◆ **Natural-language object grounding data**
========
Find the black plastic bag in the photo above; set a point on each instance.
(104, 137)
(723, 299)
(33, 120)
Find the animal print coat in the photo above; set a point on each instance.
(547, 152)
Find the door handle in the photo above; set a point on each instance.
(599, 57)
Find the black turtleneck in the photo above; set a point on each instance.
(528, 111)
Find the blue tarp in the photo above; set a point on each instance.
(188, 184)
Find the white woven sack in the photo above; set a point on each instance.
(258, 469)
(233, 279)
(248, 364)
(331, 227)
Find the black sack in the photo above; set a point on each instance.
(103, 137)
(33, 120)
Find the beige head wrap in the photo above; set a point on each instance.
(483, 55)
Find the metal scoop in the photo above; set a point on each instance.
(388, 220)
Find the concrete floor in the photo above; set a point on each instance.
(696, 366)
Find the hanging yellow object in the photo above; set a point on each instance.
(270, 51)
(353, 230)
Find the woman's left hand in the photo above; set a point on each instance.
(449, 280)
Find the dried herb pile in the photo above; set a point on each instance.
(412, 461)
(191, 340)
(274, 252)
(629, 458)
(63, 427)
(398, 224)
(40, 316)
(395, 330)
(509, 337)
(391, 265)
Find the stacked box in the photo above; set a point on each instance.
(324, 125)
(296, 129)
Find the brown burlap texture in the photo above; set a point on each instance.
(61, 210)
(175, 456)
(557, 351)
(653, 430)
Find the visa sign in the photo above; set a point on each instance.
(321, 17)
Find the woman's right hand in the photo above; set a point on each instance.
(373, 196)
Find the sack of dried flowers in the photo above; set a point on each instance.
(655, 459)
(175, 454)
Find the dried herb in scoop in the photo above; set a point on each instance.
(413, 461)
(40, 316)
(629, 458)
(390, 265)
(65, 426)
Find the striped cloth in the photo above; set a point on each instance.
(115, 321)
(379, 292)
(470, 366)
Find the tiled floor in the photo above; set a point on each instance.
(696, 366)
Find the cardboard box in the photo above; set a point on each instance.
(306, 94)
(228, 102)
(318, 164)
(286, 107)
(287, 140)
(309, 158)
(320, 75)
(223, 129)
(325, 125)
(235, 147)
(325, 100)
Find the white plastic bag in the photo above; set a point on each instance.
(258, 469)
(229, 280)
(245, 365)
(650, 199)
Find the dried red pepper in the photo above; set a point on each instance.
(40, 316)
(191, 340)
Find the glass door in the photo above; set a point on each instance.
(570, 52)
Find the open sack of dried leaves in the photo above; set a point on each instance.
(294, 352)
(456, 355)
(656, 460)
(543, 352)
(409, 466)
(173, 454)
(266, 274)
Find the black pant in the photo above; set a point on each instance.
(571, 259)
========
◆ **EXERCISE REQUIREMENTS**
All that the answer may hold is the lines from the one with "Find the open" through the end of the data, set down exactly as they appear.

◆ **ANSWER FOR THE TASK**
Find the open sack of dried leaves in the photo above; set a point on each instance.
(294, 352)
(456, 355)
(656, 460)
(543, 352)
(409, 466)
(173, 454)
(266, 274)
Find the black pant in the photo above; set a point on each instance.
(571, 259)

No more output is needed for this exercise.